Предложенный фрагмент:
_ _ _ _

Как бы утрированно ни казалось вышеизложенное, но суть именно такова, – налицо попытка воспользоваться средствами одного типа цивилизации, чтобы воспроизвести традицию другой, утверждая при этом, что наше творение – по определению профессионально, т.е. объективно лучше воспроизводимого. В адрес сторонников «почвеннического» направления сыпались обвинения не только в излишнем «этнографизме», любовании пением (а значит, и личностью, и идеологией?) раскольников-старообрядцев, но и в превращении Съезда в «зоопарк» (было, увы, употреблено такое сильное слово), где в фонограммах и наяву публике были представлены яркие образцы крюкового пения в исполнении 30-50-летних «бабушек и дедушек». Имело место прелюбопытное заявление, что, коли латинская культура в эпоху Возрождения впитала лучшее из культуры греческой, то , впитав и переварив ее, она стала производить нечто вполне употребимое и полезное, например, линейную нотацию, коей «мы потому и без тени смущения пользуемся в своей обители» приложимо к знаменному пению, оживленному при этом еще и византийским исоном.

_ _ _ _

Задание: Выведите целиком, без каких-либо изменений, фрагмент о полемике вокруг крюкового пения. Строки для работы не понадобятся.

Исходные данные:
_ _ _ _

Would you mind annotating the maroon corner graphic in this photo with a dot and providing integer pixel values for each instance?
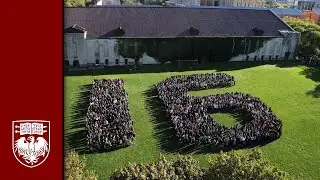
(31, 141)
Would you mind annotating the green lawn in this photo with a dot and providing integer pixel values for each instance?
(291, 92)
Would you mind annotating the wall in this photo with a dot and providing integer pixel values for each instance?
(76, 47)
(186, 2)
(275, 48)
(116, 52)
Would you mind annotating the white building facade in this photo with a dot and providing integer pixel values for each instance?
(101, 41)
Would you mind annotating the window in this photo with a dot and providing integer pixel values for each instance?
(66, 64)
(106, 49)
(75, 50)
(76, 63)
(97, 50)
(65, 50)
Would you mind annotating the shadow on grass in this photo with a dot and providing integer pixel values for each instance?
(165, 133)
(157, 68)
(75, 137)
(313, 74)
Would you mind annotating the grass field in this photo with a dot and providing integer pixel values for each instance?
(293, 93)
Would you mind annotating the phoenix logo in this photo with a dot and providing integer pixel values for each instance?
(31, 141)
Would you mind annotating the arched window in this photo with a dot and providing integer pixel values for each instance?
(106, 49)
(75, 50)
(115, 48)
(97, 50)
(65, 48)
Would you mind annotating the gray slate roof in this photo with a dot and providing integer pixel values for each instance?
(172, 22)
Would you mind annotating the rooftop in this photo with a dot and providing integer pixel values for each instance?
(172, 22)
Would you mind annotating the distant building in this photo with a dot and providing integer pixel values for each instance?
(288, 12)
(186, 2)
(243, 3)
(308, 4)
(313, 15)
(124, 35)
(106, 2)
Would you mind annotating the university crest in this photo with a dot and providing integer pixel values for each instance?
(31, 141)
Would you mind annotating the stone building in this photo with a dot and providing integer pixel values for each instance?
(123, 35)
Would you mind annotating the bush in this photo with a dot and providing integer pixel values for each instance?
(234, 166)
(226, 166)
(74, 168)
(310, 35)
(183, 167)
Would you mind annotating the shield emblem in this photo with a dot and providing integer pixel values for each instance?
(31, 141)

_ _ _ _

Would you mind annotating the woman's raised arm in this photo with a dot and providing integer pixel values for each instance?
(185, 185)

_ _ _ _

Решение задачи:
Как бы утрированно ни казалось вышеизложенное, но суть именно такова, – налицо попытка воспользоваться средствами одного типа цивилизации, чтобы воспроизвести традицию другой, утверждая при этом, что наше творение – по определению профессионально, т.е. объективно лучше воспроизводимого. В адрес сторонников «почвеннического» направления сыпались обвинения не только в излишнем «этнографизме», любовании пением (а значит, и личностью, и идеологией?) раскольников-старообрядцев, но и в превращении Съезда в «зоопарк» (было, увы, употреблено такое сильное слово), где в фонограммах и наяву публике были представлены яркие образцы крюкового пения в исполнении 30-50-летних «бабушек и дедушек». Имело место прелюбопытное заявление, что, коли латинская культура в эпоху Возрождения впитала лучшее из культуры греческой, то , впитав и переварив ее, она стала производить нечто вполне употребимое и полезное, например, линейную нотацию, коей «мы потому и без тени смущения пользуемся в своей обители» приложимо к знаменному пению, оживленному при этом еще и византийским исоном.